◆ What you will do ◆
If an entry includes an image, drop the image and copy the rest verbatim.

◆ Listed entries ◆
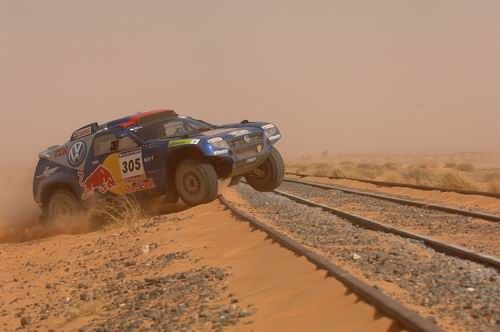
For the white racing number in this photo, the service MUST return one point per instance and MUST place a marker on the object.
(131, 164)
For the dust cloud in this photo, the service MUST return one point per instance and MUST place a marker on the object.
(348, 77)
(19, 215)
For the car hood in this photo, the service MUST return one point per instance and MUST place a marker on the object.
(228, 133)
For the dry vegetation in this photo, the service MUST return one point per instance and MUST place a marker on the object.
(454, 175)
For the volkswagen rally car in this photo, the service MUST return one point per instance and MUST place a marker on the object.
(155, 153)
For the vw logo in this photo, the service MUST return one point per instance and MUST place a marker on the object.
(77, 153)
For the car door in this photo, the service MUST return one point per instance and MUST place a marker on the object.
(116, 165)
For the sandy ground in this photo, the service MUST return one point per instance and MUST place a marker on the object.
(479, 159)
(47, 276)
(489, 204)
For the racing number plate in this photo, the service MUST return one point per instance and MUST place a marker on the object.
(131, 163)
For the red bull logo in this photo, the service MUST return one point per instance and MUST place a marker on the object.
(101, 180)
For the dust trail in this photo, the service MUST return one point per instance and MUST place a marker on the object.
(19, 213)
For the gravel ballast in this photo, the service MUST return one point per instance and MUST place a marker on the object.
(475, 234)
(460, 294)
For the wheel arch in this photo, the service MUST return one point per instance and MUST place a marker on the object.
(49, 189)
(223, 166)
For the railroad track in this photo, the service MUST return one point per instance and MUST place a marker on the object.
(407, 318)
(402, 185)
(438, 207)
(449, 249)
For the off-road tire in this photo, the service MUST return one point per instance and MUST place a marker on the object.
(63, 203)
(196, 182)
(273, 170)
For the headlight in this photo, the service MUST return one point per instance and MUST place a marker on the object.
(270, 130)
(218, 143)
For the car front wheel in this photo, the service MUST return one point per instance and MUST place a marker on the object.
(269, 175)
(196, 182)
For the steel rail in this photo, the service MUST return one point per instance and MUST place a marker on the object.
(390, 307)
(448, 249)
(449, 209)
(403, 185)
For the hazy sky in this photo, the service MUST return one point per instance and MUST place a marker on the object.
(347, 76)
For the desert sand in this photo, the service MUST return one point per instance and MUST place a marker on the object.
(47, 268)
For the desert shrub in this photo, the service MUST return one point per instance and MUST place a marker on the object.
(321, 172)
(492, 176)
(494, 187)
(455, 180)
(337, 172)
(393, 176)
(366, 166)
(321, 165)
(417, 176)
(465, 167)
(301, 167)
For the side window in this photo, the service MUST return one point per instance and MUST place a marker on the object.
(174, 128)
(107, 144)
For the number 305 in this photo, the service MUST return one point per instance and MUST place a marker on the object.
(131, 165)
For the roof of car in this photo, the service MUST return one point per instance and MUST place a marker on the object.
(135, 119)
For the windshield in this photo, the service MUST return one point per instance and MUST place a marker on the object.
(171, 127)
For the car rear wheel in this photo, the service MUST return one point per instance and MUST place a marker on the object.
(63, 204)
(269, 175)
(196, 182)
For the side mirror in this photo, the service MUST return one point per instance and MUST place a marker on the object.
(121, 135)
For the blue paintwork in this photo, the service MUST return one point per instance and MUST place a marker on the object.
(155, 153)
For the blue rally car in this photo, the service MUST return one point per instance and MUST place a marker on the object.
(155, 153)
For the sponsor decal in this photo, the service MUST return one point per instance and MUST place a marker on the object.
(47, 172)
(214, 140)
(131, 163)
(101, 180)
(140, 183)
(219, 152)
(77, 153)
(179, 142)
(80, 133)
(275, 137)
(60, 152)
(216, 132)
(241, 132)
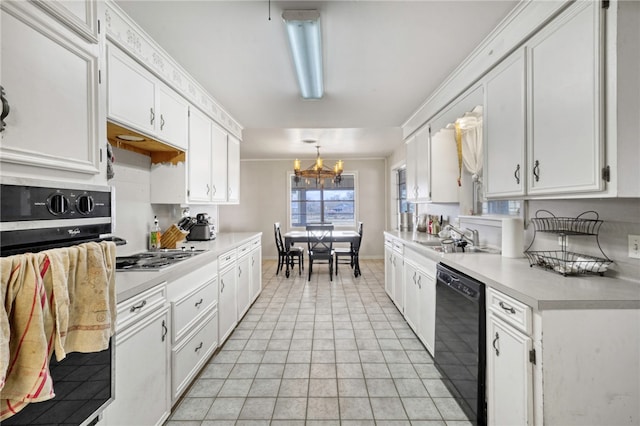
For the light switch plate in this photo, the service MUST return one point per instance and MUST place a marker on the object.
(634, 246)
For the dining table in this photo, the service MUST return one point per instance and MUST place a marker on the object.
(292, 237)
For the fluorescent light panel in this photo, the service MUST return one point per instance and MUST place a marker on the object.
(303, 30)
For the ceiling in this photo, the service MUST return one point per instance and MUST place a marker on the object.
(382, 60)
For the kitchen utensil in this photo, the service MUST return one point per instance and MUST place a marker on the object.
(173, 236)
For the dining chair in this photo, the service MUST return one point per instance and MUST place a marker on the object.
(320, 246)
(350, 255)
(292, 255)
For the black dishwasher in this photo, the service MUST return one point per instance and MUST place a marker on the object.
(460, 339)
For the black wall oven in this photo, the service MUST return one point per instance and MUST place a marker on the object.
(460, 339)
(36, 216)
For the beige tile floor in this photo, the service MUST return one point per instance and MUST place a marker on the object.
(320, 352)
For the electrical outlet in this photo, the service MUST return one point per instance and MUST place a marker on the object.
(634, 246)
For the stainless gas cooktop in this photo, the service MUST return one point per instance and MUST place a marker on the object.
(154, 260)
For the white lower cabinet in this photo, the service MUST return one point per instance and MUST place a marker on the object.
(420, 296)
(227, 301)
(244, 280)
(190, 354)
(509, 374)
(256, 270)
(194, 304)
(142, 367)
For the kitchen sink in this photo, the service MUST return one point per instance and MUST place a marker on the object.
(468, 249)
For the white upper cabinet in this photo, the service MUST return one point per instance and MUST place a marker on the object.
(505, 128)
(564, 62)
(233, 170)
(50, 75)
(79, 15)
(219, 164)
(431, 167)
(138, 100)
(199, 157)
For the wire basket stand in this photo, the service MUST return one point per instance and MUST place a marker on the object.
(563, 261)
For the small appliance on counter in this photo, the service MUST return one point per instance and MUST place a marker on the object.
(202, 229)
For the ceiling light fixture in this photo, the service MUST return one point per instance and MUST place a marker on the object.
(319, 171)
(305, 40)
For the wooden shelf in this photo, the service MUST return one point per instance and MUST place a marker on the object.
(158, 152)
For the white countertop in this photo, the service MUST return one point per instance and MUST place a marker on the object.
(130, 283)
(539, 288)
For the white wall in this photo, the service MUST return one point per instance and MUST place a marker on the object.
(134, 211)
(263, 201)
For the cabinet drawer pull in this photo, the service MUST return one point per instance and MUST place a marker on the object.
(138, 306)
(5, 109)
(507, 308)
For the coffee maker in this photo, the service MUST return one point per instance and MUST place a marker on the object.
(203, 229)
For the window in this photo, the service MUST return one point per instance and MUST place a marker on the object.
(323, 202)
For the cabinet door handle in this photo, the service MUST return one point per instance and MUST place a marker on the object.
(507, 308)
(5, 109)
(165, 330)
(138, 306)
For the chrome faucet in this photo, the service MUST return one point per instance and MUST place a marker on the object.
(469, 235)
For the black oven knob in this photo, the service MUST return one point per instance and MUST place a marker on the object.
(57, 204)
(85, 204)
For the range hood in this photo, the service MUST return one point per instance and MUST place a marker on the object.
(123, 138)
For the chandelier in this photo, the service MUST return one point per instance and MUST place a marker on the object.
(318, 170)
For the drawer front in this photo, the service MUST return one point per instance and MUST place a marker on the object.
(398, 247)
(256, 242)
(510, 310)
(192, 306)
(138, 307)
(226, 259)
(179, 288)
(244, 249)
(190, 356)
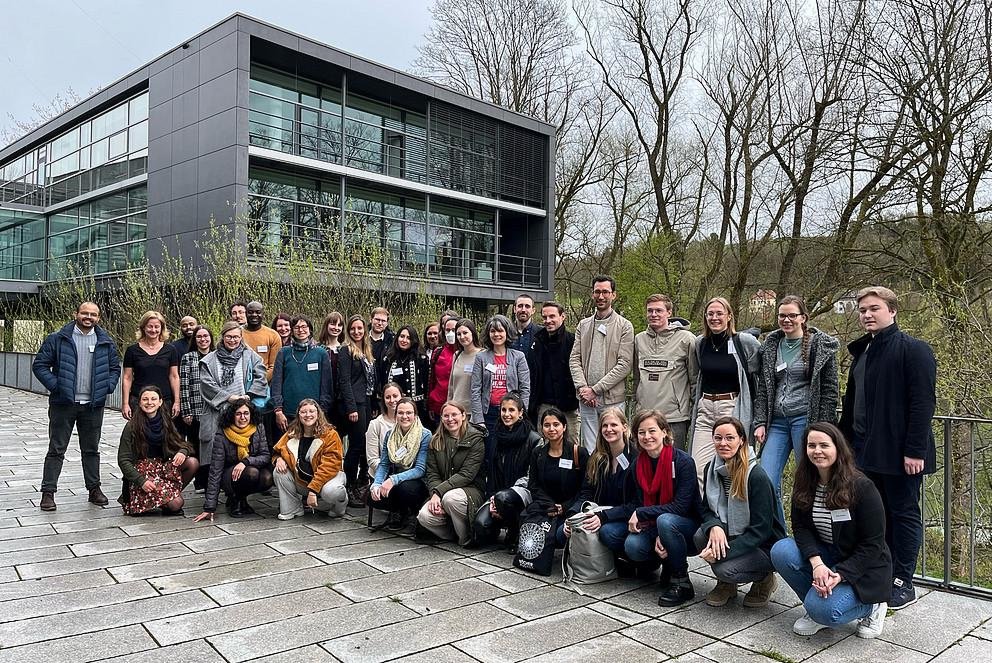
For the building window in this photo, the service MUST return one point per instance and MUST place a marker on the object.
(102, 236)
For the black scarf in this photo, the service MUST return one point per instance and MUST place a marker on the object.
(155, 436)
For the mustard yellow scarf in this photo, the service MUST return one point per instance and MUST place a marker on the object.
(240, 438)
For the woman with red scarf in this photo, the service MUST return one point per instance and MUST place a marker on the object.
(665, 525)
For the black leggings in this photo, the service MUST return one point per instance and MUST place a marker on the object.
(252, 480)
(405, 498)
(355, 464)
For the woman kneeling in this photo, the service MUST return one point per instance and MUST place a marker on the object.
(155, 460)
(308, 465)
(398, 485)
(455, 479)
(837, 562)
(741, 520)
(239, 462)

◆ Solution for this task ◆
For the white racing number in this photo, the service MUST return one point per instance and MUST place a marker on the object.
(131, 164)
For the dust cloud in this photo, the service MUST return one point per instance and MUST place a marker on the object.
(348, 77)
(19, 215)
For the car hood in this photo, the service MUST return one point per instance and MUST place a marker on the object.
(228, 133)
For the dry vegetation in this photo, the service MUST return one point per instance and MUST place a marker on the object.
(454, 175)
For the volkswagen rally car in this photo, the service MUST return one point per instance and MUST place a marker on the object.
(155, 153)
For the vw logo in this photo, the service MUST return one point per instance and MUST place a marker on the object.
(77, 153)
For the car door in this photo, the service MUST return one point per instance and MUST place a marker on the object.
(116, 165)
For the sandy ground in this photo, the service MUST return one point per instance and MUST place a marker on the object.
(479, 159)
(47, 276)
(489, 204)
For the racing number plate in this photo, the service MUST return one point per instance and MUST place a marker on the object.
(131, 163)
For the red bull logo in this photo, the service MUST return one point per instance and MUST place a marker on the object.
(101, 180)
For the dust trail in this photo, the service MUST return one point per instance and MUST place a marker on the object.
(19, 213)
For the gravel ballast in this photo, the service MUST return one point per instance and MUST place a marker on the object.
(475, 234)
(460, 294)
For the wheel arch in this photo, the service MUST return one point per instance and MUST place a marker on the object.
(49, 189)
(223, 166)
For the railroad track in this photo, the service MUST return one point per instance and MUST place a marker on the object.
(407, 318)
(402, 185)
(438, 207)
(449, 249)
For the off-road tire in this photo, the service MUST return one point per instance and MUST place a marker on the object.
(63, 203)
(196, 182)
(273, 170)
For the headlight in this photo, the service MUST return one point per instance and MUST place a marker on the object.
(270, 130)
(218, 143)
For the car front wheel in this photo, the service MUST return one point per instance and MUST place a marker on the object.
(269, 175)
(196, 182)
For the steel rail in this photo, the service MUST return one point per instance and MUST place a marker on the object.
(390, 307)
(448, 249)
(449, 209)
(403, 185)
For the hazy sky in this photo, the service MUST return one point per instance and MUST place a marker on the object.
(347, 76)
For the desert sand in this photo, the service MUST return one point per instance and MUST place a marker on the object.
(47, 268)
For the desert shrub in this photo, the service MUST return one point per instance and MUST place a marker on the object.
(321, 172)
(492, 176)
(494, 187)
(455, 180)
(337, 172)
(393, 176)
(366, 166)
(321, 165)
(417, 176)
(465, 167)
(301, 167)
For the side window in this photo, the service MUST return one point per instance and MUST place a marker on the object.
(174, 128)
(107, 144)
For the number 305 in this photo, the service MUST return one point per instance and MUST place a marker on the object.
(131, 165)
For the roof of car in this photo, the service MUST return one point per instance and MUST place a marker on the object.
(135, 119)
For the windshield in this photo, the service MUST return one point per instance and MUST place a marker on the object.
(171, 127)
For the car rear wheel in this photo, the service MUST return one point per instance and MUST place a marker on the object.
(63, 204)
(269, 175)
(196, 182)
For the side mirror in this photo, the service MUST return one point per instance and MUST place a marker on the object.
(121, 135)
For the blue paintwork in this photo, the service MUST return one point per instance and MUST place a marker on the object.
(155, 153)
For the blue rally car in this photo, the service MUST return one point per instance and MUST place a marker on the object.
(155, 153)
For the sponsor decal in this photo, the service MUST return one point per instance and MUST place a marker on the object.
(47, 172)
(214, 140)
(131, 163)
(101, 180)
(140, 183)
(219, 152)
(77, 153)
(179, 142)
(80, 133)
(275, 137)
(60, 152)
(216, 132)
(241, 132)
For the light switch plate in this photo, the service MUST return one point per instance and MUST place a marker on the object.
(634, 246)
For the dining table in this photo, the service MUST return one point per instance and MUST place a marker on the object.
(292, 237)
For the fluorescent light panel in this photo, the service MUST return one point per instance and MUST place a marker on the object.
(303, 30)
For the ceiling in this photo, the service MUST return one point per instance and MUST place a marker on the object.
(382, 60)
For the kitchen utensil in this photo, the service MUST return one point per instance and MUST place a marker on the object.
(173, 236)
For the dining chair in this photo, the service MUST return one point per instance and MUST place a marker on the object.
(320, 246)
(350, 255)
(292, 255)
For the black dishwasher in this photo, the service MUST return one point per instance and MUST place a marker on the object.
(460, 339)
For the black wall oven in this photo, the service MUST return one point per instance and MUST place a marker on the object.
(460, 339)
(36, 216)
For the beige tile floor in this photo, the service MUST return one point per instance and MUST place a marker on the object.
(320, 352)
For the electrical outlet in this photo, the service MUST return one point per instance and MUST place a marker on the object.
(634, 246)
For the stainless gas cooktop in this photo, the service MUST return one point per instance and MUST place a marker on the object.
(154, 260)
For the white lower cabinet in this photo, the service MUST return one point per instance and MUST place a marker on the object.
(420, 296)
(227, 301)
(244, 280)
(190, 354)
(509, 374)
(256, 270)
(194, 304)
(142, 367)
For the kitchen sink in this photo, the service MUST return one point per instance and MUST place a marker on the object.
(468, 249)
For the white upper cabinet in this photo, the service MUST return one point per instance and MUST place a marker on the object.
(505, 128)
(564, 62)
(233, 170)
(50, 75)
(79, 15)
(219, 164)
(431, 167)
(138, 100)
(199, 157)
For the wire basket stand in this photo, the service MUST return one point per instance and MUST place a marker on the object.
(563, 261)
For the small appliance on counter in this photo, the service MUST return one point per instance and MUST place a marker on the object.
(202, 229)
For the ceiling light fixture in this photo, the service MUST return one point per instance and MUST place a marker on the object.
(319, 171)
(305, 40)
For the wooden shelf in this photo, the service MUST return one point per instance and MUST place a marker on the object.
(158, 152)
For the white countertop in this photo, the service MUST return one point per instance and MUST place a marker on the object.
(130, 283)
(539, 288)
For the white wall in this photo, the service MUST return one point per instance and MUST place a marker on the object.
(134, 211)
(263, 201)
For the cabinet drawer pull in this photo, the service MUST return one point per instance and MUST place a marker on the object.
(138, 306)
(5, 109)
(507, 308)
For the coffee maker in this photo, the service MUST return one point per instance and MUST place a marker on the object.
(203, 229)
For the window in this photo, the service MUST return one point per instance and MUST place a marker on the object.
(323, 202)
For the cabinet door handle in this photo, the service MUST return one point per instance and MUST place a marker on the object.
(507, 308)
(5, 109)
(165, 330)
(138, 306)
For the chrome faucet in this photo, the service MUST return one point per instance and MUST place a marker on the object.
(469, 235)
For the black oven knob in this photo, the service MUST return one point per instance and MUST place a marker on the object.
(57, 204)
(85, 204)
For the range hood in this photo, the service MUST return one point per instance and MUST place a marker on the object.
(123, 138)
For the chandelier in this photo, the service MUST return one point per instance and MUST place a marker on the object.
(318, 170)
For the drawer front in this photo, the service MUST return one point per instance and MUST place a marker on the object.
(398, 247)
(256, 242)
(510, 310)
(192, 306)
(138, 307)
(226, 259)
(179, 288)
(244, 249)
(190, 356)
For the building window in this photo, the service MUST return one point per instance and MUST place a marker on the object.
(102, 236)
For the black scarf in this photo, the service MUST return one point per instance and MUST place a marker on the object.
(155, 436)
For the mustard yellow scarf in this photo, the service MUST return one point per instance and MUST place a marker on the object.
(240, 438)
For the woman with red scarf in this photo, the service MUST return one point per instance and MUST place a marker on the object.
(665, 525)
For the black leggings in this photo, the service MUST return one point per instance and MUST place a marker on the object.
(252, 480)
(405, 498)
(355, 464)
For the woman kneeling in this photo, the service MUST return one point per instance and MUST place a marker on the object.
(155, 460)
(308, 465)
(398, 485)
(455, 479)
(837, 562)
(741, 520)
(239, 462)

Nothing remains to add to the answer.